### Supplied material:
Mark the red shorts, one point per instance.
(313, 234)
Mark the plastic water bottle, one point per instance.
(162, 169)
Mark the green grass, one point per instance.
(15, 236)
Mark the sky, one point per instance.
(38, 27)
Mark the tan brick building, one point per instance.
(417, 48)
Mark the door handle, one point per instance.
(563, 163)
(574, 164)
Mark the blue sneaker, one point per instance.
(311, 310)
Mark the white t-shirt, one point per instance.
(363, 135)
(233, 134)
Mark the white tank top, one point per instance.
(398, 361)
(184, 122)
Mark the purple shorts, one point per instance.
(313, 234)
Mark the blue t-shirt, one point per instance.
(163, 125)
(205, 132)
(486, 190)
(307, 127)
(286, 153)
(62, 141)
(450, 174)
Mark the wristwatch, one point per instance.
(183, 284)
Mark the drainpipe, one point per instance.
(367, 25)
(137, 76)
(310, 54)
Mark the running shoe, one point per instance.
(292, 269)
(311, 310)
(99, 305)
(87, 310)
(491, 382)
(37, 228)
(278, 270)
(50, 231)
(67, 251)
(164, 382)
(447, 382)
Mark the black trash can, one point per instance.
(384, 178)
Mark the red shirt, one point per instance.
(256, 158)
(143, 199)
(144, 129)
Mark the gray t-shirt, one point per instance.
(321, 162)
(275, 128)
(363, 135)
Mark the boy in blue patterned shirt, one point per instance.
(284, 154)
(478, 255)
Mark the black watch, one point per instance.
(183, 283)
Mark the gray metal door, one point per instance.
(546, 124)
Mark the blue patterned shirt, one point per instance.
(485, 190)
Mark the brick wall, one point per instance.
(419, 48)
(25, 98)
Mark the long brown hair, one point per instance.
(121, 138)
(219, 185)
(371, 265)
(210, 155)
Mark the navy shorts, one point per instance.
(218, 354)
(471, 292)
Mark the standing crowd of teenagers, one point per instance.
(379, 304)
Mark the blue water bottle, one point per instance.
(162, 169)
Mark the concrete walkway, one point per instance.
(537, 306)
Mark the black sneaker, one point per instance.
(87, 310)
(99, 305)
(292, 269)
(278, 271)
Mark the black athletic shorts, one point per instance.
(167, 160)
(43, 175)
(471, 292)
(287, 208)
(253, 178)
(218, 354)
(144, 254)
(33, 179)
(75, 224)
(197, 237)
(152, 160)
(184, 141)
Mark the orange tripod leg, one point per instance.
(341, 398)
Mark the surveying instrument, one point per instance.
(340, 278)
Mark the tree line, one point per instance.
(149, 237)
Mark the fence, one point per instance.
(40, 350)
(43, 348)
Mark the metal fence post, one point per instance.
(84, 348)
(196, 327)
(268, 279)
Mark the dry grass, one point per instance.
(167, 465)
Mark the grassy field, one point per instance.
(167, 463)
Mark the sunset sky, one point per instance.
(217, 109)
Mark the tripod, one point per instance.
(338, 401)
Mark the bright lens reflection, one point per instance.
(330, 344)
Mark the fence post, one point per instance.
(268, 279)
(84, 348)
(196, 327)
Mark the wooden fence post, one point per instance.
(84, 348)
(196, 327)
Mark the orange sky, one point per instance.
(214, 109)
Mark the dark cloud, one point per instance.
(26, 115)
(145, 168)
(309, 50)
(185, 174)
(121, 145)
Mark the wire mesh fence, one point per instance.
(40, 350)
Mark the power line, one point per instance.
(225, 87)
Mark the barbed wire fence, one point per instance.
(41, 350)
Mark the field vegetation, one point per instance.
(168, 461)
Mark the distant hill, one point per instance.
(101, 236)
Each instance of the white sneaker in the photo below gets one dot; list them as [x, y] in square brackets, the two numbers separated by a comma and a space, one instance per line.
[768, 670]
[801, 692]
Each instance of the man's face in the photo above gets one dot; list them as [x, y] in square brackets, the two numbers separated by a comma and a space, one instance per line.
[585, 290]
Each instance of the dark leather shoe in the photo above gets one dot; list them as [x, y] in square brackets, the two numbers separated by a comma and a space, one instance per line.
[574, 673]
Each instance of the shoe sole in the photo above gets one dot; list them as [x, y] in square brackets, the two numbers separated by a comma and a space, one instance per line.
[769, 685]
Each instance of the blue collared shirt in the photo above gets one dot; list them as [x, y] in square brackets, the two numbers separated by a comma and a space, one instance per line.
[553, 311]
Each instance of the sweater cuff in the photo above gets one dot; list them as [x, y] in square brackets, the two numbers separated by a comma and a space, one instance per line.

### What you will do:
The data above must be restated word for word.

### Solved problem:
Mark the red shorts, one point per instance.
(313, 234)
Mark the plastic water bottle, one point per instance.
(162, 169)
Mark the green grass, one point per instance.
(15, 236)
Mark the sky, one point per instance.
(38, 27)
Mark the tan brick building, one point per instance.
(417, 48)
Mark the door handle, one point per instance.
(563, 163)
(574, 164)
Mark the blue sneaker, one point per instance.
(311, 310)
Mark the white t-shirt, one point per instance.
(363, 135)
(233, 134)
Mark the white tank top, one point per instance.
(398, 361)
(184, 122)
Mark the purple shorts, one point per instance.
(313, 234)
Mark the blue t-shirt, one point per instance.
(163, 125)
(205, 132)
(486, 190)
(307, 127)
(286, 153)
(62, 141)
(450, 174)
Mark the wristwatch, one point per instance.
(183, 284)
Mark the drainpipe, one point per instance.
(367, 25)
(137, 76)
(310, 54)
Mark the running shoe, one point per instance.
(292, 269)
(311, 310)
(99, 305)
(87, 310)
(491, 382)
(37, 228)
(278, 270)
(50, 231)
(67, 251)
(164, 382)
(447, 382)
Mark the black trash can, one point per instance.
(384, 178)
Mark the red shirt, one point per instance.
(256, 158)
(143, 199)
(144, 129)
Mark the gray t-shirt, one point per instance.
(321, 162)
(275, 128)
(363, 135)
Mark the boy in blue patterned shirt, one point per instance.
(284, 154)
(478, 255)
Mark the black watch, one point per instance.
(183, 283)
Mark the gray metal door, one point per instance.
(546, 124)
Mark the blue patterned shirt, one point per instance.
(485, 190)
Mark the brick wall, one point per instance.
(419, 48)
(25, 98)
Mark the long brown hair, one point per instance.
(121, 138)
(219, 185)
(371, 265)
(210, 155)
Mark the navy shorts, one point per instance.
(218, 354)
(471, 292)
Mark the standing crowd of teenagers, one point per instance.
(379, 304)
Mark the blue water bottle, one point per instance.
(162, 169)
Mark the concrete walkway, one point per instance.
(537, 306)
Mark the black sneaker, one point per instance.
(87, 310)
(99, 305)
(292, 269)
(278, 271)
Mark the black athletic shorts, one point per instance.
(167, 160)
(43, 175)
(471, 292)
(287, 208)
(253, 178)
(218, 354)
(144, 254)
(33, 179)
(75, 224)
(197, 237)
(152, 160)
(184, 141)
Mark the orange tripod leg, one point per instance.
(341, 398)
Mark the surveying instrument, one point per instance.
(340, 278)
Mark the tree line, one point per instance.
(149, 237)
Mark the fence, one point per instance.
(40, 350)
(43, 348)
Mark the metal fence post, one point per instance.
(84, 348)
(196, 327)
(268, 279)
Mark the dry grass, one point per instance.
(167, 465)
Mark the grassy field, one point per instance.
(167, 463)
Mark the sunset sky, one point per instance.
(217, 109)
Mark the tripod, one point per instance.
(338, 401)
Mark the bright lens reflection, one point per instance.
(330, 344)
Mark the fence post, one point per instance.
(268, 279)
(84, 348)
(196, 327)
Mark the wooden fence post, one point per instance.
(84, 348)
(196, 327)
Mark the orange sky, one point per instance.
(214, 109)
Mark the dark cloud, one point per instance.
(26, 115)
(145, 168)
(309, 50)
(185, 174)
(121, 145)
Mark the wire mesh fence, one point per instance.
(40, 350)
Mark the power line, one point per instance.
(225, 87)
Mark the barbed wire fence, one point per instance.
(41, 350)
Mark the field vegetation, one point per instance.
(168, 461)
Mark the distant hill, one point per instance.
(101, 236)
Each instance of the white sneaker in the photo below gets one dot; list them as [x, y] in square brackets, the two numbers separated by a comma and a space, one instance per line.
[768, 670]
[801, 692]
Each instance of the man's face in the photo above gets one dot; list them as [x, y] in square brackets, the two numbers separated by a comma and a space, one instance per line.
[585, 290]
Each instance of the dark leather shoe in the photo above gets one dot; list them as [x, y] in square brackets, the two numbers separated by a comma and a space, one instance per line.
[574, 673]
Each instance of the shoe sole in the photo above gets one dot; list them as [x, y] in square brackets, the two numbers separated by a comma and a space, one instance per line.
[769, 685]
Each instance of the blue collared shirt in the photo above gets one dot; list them as [x, y] in square brackets, the two numbers separated by a comma and a space, one instance per line.
[553, 311]
Each instance of the sweater cuff in the photo above gets one dot; list them as [x, y] in square brackets, the two numbers separated by a comma and a space, one instance per line.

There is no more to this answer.